Per-process GPU memory overhead

We have an application with a CUDA-optimized machine-learning component that has worked well in medium-scale deployment for several years. As we scale up now to larger deployments, we are having a problem with per-process GPU memory overhead.

The problem is that each Linux process attached to a GPU consumes more than 120 megabytes of memory in that GPU, just in driver overhead before our application runs. We observe roughly the same overhead in releases 3.1, 3.2, and 4.0. Is this overhead intentional and expected, or is it some bug or misconfiguration on our part?

For background, our machine-learning component runs in N processes, one for each CPU core available, launching CUDA kernels as needed on a GPU attached to that process/core. This architecture does a good job of balancing the load between CPU and GPU resources. Our CUDA kernels are simple and fast, using relatively little memory (ten megabytes or so), with no special sharing or concurrency features required.

Our “medium-scale” deployments would typically use servers with 4-8 processor cores and 1 or 2 2gb Fermi cards. Now that demands are higher and CPUs are denser, we’re moving to servers with 24-96 cores, and these configurations with 24-96 processes are requiring 3 to 12 gigabytes of GPU memory before the first application byte is allocated. That’s too much.

Records:
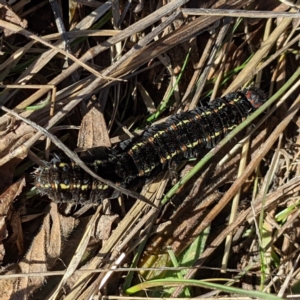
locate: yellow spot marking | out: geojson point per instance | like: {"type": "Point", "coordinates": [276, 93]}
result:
{"type": "Point", "coordinates": [84, 187]}
{"type": "Point", "coordinates": [64, 186]}
{"type": "Point", "coordinates": [61, 165]}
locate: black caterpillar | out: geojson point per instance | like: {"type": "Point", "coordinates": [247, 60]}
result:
{"type": "Point", "coordinates": [160, 146]}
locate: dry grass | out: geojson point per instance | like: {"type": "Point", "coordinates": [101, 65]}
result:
{"type": "Point", "coordinates": [125, 69]}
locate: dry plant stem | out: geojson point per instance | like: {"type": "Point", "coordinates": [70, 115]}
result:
{"type": "Point", "coordinates": [76, 259]}
{"type": "Point", "coordinates": [288, 280]}
{"type": "Point", "coordinates": [126, 235]}
{"type": "Point", "coordinates": [124, 225]}
{"type": "Point", "coordinates": [217, 47]}
{"type": "Point", "coordinates": [234, 188]}
{"type": "Point", "coordinates": [198, 71]}
{"type": "Point", "coordinates": [289, 189]}
{"type": "Point", "coordinates": [136, 27]}
{"type": "Point", "coordinates": [17, 29]}
{"type": "Point", "coordinates": [75, 157]}
{"type": "Point", "coordinates": [239, 13]}
{"type": "Point", "coordinates": [249, 69]}
{"type": "Point", "coordinates": [47, 56]}
{"type": "Point", "coordinates": [235, 204]}
{"type": "Point", "coordinates": [99, 81]}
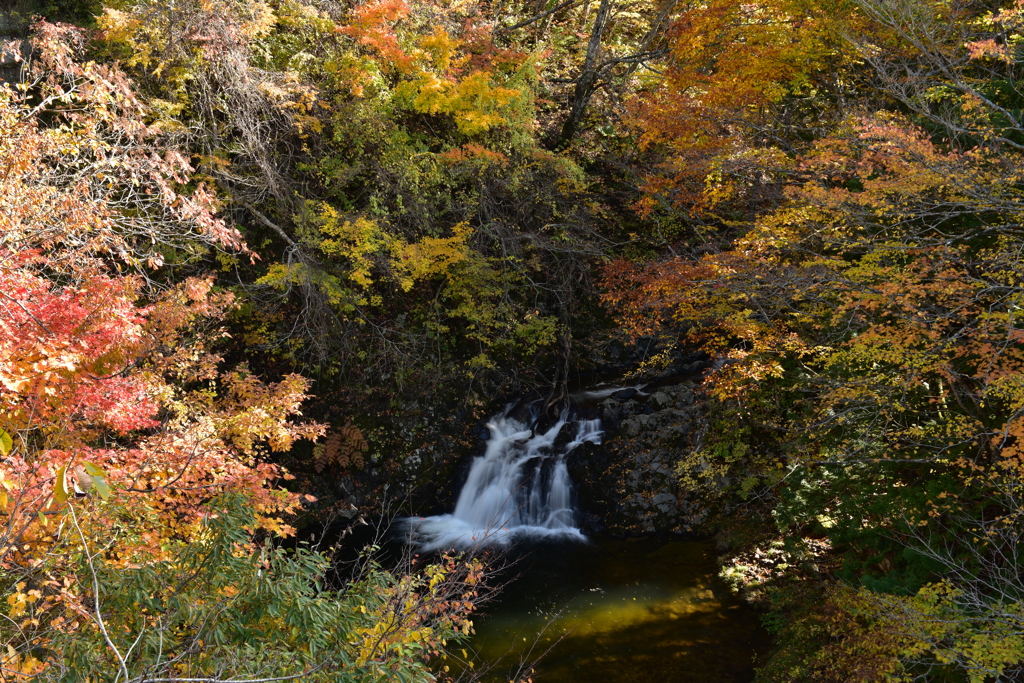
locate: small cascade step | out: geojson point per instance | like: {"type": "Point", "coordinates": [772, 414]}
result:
{"type": "Point", "coordinates": [519, 487]}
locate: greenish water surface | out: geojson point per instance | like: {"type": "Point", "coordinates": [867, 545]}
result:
{"type": "Point", "coordinates": [615, 610]}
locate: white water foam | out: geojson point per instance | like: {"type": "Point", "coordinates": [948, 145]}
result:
{"type": "Point", "coordinates": [519, 487]}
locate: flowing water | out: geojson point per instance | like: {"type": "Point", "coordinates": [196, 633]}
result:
{"type": "Point", "coordinates": [600, 609]}
{"type": "Point", "coordinates": [519, 487]}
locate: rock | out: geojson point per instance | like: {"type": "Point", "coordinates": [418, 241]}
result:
{"type": "Point", "coordinates": [660, 399]}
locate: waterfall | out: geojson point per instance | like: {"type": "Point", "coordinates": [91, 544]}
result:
{"type": "Point", "coordinates": [519, 487]}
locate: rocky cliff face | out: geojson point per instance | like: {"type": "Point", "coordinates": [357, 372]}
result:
{"type": "Point", "coordinates": [629, 484]}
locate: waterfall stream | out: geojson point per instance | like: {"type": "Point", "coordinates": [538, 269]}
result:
{"type": "Point", "coordinates": [519, 487]}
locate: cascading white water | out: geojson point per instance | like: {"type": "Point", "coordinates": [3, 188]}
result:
{"type": "Point", "coordinates": [519, 487]}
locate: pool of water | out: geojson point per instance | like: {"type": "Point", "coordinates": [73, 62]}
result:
{"type": "Point", "coordinates": [615, 610]}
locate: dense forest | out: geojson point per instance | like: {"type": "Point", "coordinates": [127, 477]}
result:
{"type": "Point", "coordinates": [265, 264]}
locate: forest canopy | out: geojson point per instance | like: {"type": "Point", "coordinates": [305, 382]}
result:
{"type": "Point", "coordinates": [248, 247]}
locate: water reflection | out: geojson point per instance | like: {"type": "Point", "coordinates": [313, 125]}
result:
{"type": "Point", "coordinates": [626, 610]}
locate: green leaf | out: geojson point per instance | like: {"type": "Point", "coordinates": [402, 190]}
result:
{"type": "Point", "coordinates": [60, 489]}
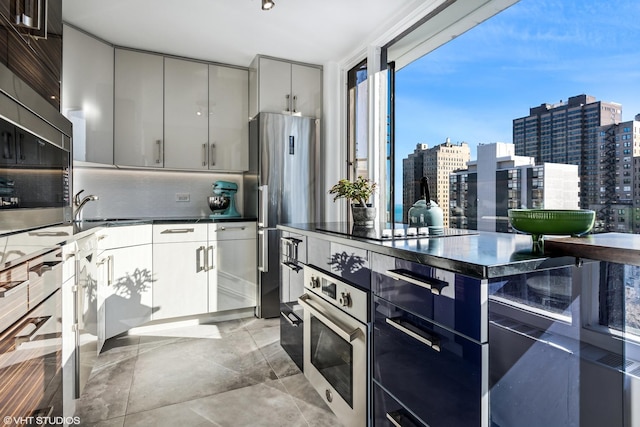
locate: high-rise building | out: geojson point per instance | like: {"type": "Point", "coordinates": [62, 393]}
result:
{"type": "Point", "coordinates": [499, 180]}
{"type": "Point", "coordinates": [436, 164]}
{"type": "Point", "coordinates": [567, 132]}
{"type": "Point", "coordinates": [412, 171]}
{"type": "Point", "coordinates": [617, 157]}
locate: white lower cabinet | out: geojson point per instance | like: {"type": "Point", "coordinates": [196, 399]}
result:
{"type": "Point", "coordinates": [235, 283]}
{"type": "Point", "coordinates": [180, 270]}
{"type": "Point", "coordinates": [125, 276]}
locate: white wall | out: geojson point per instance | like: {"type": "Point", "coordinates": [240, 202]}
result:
{"type": "Point", "coordinates": [127, 193]}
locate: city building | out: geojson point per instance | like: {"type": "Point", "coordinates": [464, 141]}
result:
{"type": "Point", "coordinates": [499, 180]}
{"type": "Point", "coordinates": [618, 201]}
{"type": "Point", "coordinates": [436, 164]}
{"type": "Point", "coordinates": [567, 132]}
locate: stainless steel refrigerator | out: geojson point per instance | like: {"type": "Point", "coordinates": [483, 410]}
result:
{"type": "Point", "coordinates": [279, 188]}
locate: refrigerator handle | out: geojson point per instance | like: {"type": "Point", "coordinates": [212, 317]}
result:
{"type": "Point", "coordinates": [263, 251]}
{"type": "Point", "coordinates": [263, 206]}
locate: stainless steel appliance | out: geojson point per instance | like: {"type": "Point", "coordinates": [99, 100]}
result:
{"type": "Point", "coordinates": [35, 166]}
{"type": "Point", "coordinates": [31, 338]}
{"type": "Point", "coordinates": [293, 256]}
{"type": "Point", "coordinates": [335, 344]}
{"type": "Point", "coordinates": [280, 187]}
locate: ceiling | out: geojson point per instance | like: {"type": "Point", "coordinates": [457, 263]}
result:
{"type": "Point", "coordinates": [234, 31]}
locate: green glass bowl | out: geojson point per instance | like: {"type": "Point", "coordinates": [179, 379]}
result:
{"type": "Point", "coordinates": [539, 222]}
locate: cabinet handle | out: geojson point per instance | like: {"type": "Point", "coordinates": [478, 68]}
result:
{"type": "Point", "coordinates": [291, 318]}
{"type": "Point", "coordinates": [263, 251]}
{"type": "Point", "coordinates": [109, 270]}
{"type": "Point", "coordinates": [429, 339]}
{"type": "Point", "coordinates": [434, 285]}
{"type": "Point", "coordinates": [223, 228]}
{"type": "Point", "coordinates": [346, 335]}
{"type": "Point", "coordinates": [6, 150]}
{"type": "Point", "coordinates": [9, 288]}
{"type": "Point", "coordinates": [291, 266]}
{"type": "Point", "coordinates": [177, 230]}
{"type": "Point", "coordinates": [210, 254]}
{"type": "Point", "coordinates": [21, 155]}
{"type": "Point", "coordinates": [200, 262]}
{"type": "Point", "coordinates": [29, 329]}
{"type": "Point", "coordinates": [401, 418]}
{"type": "Point", "coordinates": [159, 145]}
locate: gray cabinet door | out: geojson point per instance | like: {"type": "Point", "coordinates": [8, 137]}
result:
{"type": "Point", "coordinates": [138, 122]}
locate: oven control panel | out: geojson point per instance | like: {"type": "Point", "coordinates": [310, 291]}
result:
{"type": "Point", "coordinates": [340, 294]}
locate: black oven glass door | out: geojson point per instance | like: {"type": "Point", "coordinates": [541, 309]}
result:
{"type": "Point", "coordinates": [332, 356]}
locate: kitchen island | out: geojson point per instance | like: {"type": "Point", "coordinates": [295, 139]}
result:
{"type": "Point", "coordinates": [474, 329]}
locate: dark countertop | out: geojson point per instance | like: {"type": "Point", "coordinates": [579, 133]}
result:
{"type": "Point", "coordinates": [621, 248]}
{"type": "Point", "coordinates": [21, 246]}
{"type": "Point", "coordinates": [483, 255]}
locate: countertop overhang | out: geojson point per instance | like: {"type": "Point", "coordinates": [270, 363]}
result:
{"type": "Point", "coordinates": [483, 255]}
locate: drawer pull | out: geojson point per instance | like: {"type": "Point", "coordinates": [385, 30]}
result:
{"type": "Point", "coordinates": [291, 318]}
{"type": "Point", "coordinates": [291, 266]}
{"type": "Point", "coordinates": [401, 418]}
{"type": "Point", "coordinates": [434, 285]}
{"type": "Point", "coordinates": [177, 230]}
{"type": "Point", "coordinates": [405, 327]}
{"type": "Point", "coordinates": [29, 329]}
{"type": "Point", "coordinates": [348, 336]}
{"type": "Point", "coordinates": [231, 228]}
{"type": "Point", "coordinates": [9, 288]}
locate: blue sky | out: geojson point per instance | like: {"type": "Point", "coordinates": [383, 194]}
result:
{"type": "Point", "coordinates": [537, 51]}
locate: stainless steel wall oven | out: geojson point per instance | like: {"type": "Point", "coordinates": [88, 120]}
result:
{"type": "Point", "coordinates": [335, 344]}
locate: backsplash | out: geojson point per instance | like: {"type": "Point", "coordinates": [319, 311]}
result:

Directions:
Write out the passage of the GPU memory overhead post starting with "For background, our" and going on through "concurrency features required.", word for word.

Written solution:
For background, our machine-learning component runs in N processes, one for each CPU core available, launching CUDA kernels as needed on a GPU attached to that process/core. This architecture does a good job of balancing the load between CPU and GPU resources. Our CUDA kernels are simple and fast, using relatively little memory (ten megabytes or so), with no special sharing or concurrency features required.